#### The problem
Copy out everything in the records from the line containing "overcast white sky?" down to the line containing "90 54 L 113", both included, character for character. Leave the pictures out of your copy.

#### Supplied records
────────────────────────────────────────
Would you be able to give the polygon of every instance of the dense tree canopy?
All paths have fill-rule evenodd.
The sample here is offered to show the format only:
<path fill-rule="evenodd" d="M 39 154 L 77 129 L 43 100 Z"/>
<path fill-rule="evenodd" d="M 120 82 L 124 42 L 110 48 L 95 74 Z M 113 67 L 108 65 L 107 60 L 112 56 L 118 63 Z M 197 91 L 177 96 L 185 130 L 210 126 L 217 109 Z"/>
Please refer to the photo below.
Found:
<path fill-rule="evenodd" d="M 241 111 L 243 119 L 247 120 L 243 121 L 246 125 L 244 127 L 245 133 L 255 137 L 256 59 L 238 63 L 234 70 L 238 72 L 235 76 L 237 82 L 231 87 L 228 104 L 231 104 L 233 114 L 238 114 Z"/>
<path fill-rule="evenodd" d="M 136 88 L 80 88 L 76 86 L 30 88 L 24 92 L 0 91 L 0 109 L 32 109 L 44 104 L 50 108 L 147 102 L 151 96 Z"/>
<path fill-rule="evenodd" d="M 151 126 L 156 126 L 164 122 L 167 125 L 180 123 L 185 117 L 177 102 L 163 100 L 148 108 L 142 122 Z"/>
────────────────────────────────────────
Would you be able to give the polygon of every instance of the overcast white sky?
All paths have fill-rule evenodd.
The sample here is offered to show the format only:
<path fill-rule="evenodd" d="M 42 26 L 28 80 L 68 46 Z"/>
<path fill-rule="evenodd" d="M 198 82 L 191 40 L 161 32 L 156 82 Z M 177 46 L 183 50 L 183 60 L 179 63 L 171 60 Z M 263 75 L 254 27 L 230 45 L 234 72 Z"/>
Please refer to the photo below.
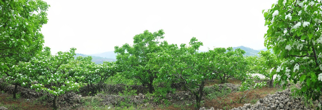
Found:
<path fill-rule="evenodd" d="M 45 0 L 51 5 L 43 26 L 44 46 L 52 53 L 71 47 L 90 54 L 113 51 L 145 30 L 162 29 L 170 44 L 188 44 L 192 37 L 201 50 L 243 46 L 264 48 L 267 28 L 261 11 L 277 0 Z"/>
────────────────────────────────────────
#### Written reply
Would you be able to give the polygon of every instance of the overcast white sky?
All paths have fill-rule evenodd.
The sample here is offered to show the format only:
<path fill-rule="evenodd" d="M 42 26 L 28 80 L 68 46 Z"/>
<path fill-rule="evenodd" d="M 198 82 L 191 40 L 161 32 L 156 82 Z M 177 46 L 183 50 L 183 60 L 179 63 L 171 60 Z M 263 75 L 254 27 L 230 45 L 234 72 Z"/>
Please refer to the photo below.
Found:
<path fill-rule="evenodd" d="M 45 0 L 51 5 L 43 26 L 44 46 L 52 53 L 71 47 L 90 54 L 113 51 L 145 30 L 162 29 L 170 44 L 188 44 L 192 37 L 201 50 L 243 46 L 264 48 L 267 28 L 261 11 L 277 0 Z"/>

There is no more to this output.